START Supplied material

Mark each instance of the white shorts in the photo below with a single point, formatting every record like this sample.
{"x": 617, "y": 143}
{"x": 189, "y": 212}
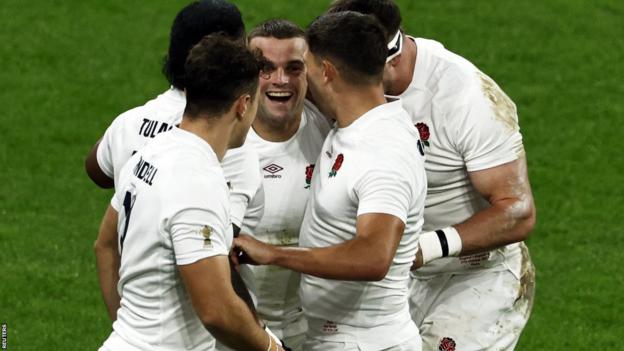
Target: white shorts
{"x": 484, "y": 310}
{"x": 413, "y": 344}
{"x": 294, "y": 342}
{"x": 117, "y": 343}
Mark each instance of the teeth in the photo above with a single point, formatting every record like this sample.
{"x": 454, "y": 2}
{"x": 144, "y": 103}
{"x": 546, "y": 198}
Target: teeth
{"x": 279, "y": 94}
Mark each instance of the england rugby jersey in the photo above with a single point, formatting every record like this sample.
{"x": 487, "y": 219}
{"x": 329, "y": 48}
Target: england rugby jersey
{"x": 370, "y": 166}
{"x": 173, "y": 206}
{"x": 466, "y": 124}
{"x": 286, "y": 171}
{"x": 131, "y": 130}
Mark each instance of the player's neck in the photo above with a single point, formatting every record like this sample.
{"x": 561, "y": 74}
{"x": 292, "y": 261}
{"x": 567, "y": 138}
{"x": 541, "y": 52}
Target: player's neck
{"x": 356, "y": 102}
{"x": 276, "y": 132}
{"x": 406, "y": 68}
{"x": 216, "y": 132}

END Supplied material

Goal of the exercise
Copy out every one of the items above line for line, without changing anything, and leave the pictures out of your copy.

Written answer
Mark each instance of the white shorts in the photo below with a single point, formatting every record like this sample.
{"x": 617, "y": 143}
{"x": 189, "y": 212}
Target: white shorts
{"x": 484, "y": 310}
{"x": 413, "y": 344}
{"x": 294, "y": 342}
{"x": 117, "y": 343}
Mark each instance of the teeth in the photo above with a single point, formatting every record like this sample.
{"x": 454, "y": 2}
{"x": 144, "y": 103}
{"x": 546, "y": 198}
Target: teeth
{"x": 279, "y": 94}
Mark each instance of the england rugby jersey in the photo above with a single point, formatting every record like this sample.
{"x": 487, "y": 219}
{"x": 329, "y": 48}
Target: england rugby jersey
{"x": 370, "y": 166}
{"x": 173, "y": 206}
{"x": 466, "y": 124}
{"x": 286, "y": 171}
{"x": 131, "y": 130}
Mark each instance of the player's neck in the photo above with a single point, formatting every record like this sample.
{"x": 561, "y": 74}
{"x": 292, "y": 261}
{"x": 567, "y": 138}
{"x": 541, "y": 52}
Target: player's neck
{"x": 356, "y": 102}
{"x": 276, "y": 132}
{"x": 406, "y": 68}
{"x": 216, "y": 132}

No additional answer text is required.